─── PROVIDED PASSAGE ───

View from the Cheap Seats is kind of an extension of the newsroom. Whenever our three regular reporters, Calvin Daniels, Thom Barker and Randy Brenzen are in the building together, it is frequently a site of heated debate. This week: With our troops pulling out of Afghanistan last week, was the Canadian mission a success?
Time will tell
The problem with this kind of question is in defining success. With that in mind, it is helpful to revisit Canada’s initial goals in militarily supporting the U.S.-led invasion of Afghanistan in 2002. At the time, the Canadian government’s first goal in participating was to “defend Canada’s national interests.”
This is a bit of a head-scratcher for a lot of Canadians, but in my opinion it means, primarily, defending our relationship with the United States. I think it is pretty safe to say given George W. Bush’s hyperbole on September 12, 2001 when he said, “either you’re with us or you are with the terrorists,” that Canada’s national interest was with the Americans.
We did what was asked of us and we did it for seven years longer than we originally committed to. And the Canadian Forces policy shift to a more aggressive, combat-oriented stance almost certainly put us in good stead with our southern neighbours.
Despite a somewhat chilly personal relationship between our current prime minister and their current president, I’d say the overall relationship is just as solid as it has ever been. So, job 1 accomplished.

─── DATA SHOWN ───

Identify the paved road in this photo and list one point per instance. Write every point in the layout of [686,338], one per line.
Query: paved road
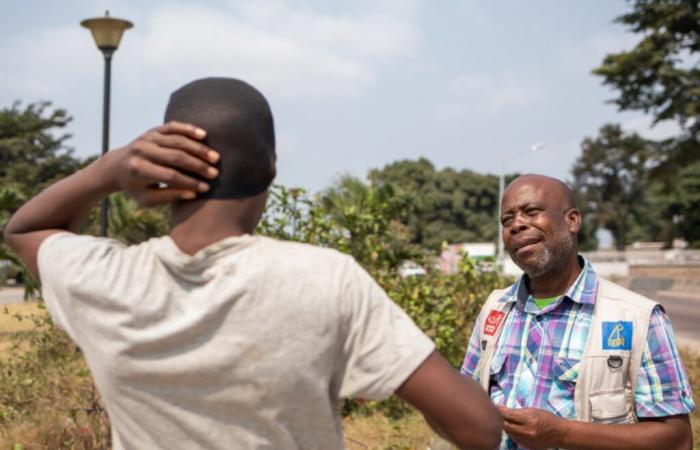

───

Which regular reporters does the column on Canada's Afghanistan mission name?

Calvin Daniels, Thom Barker and Randy Brenzen.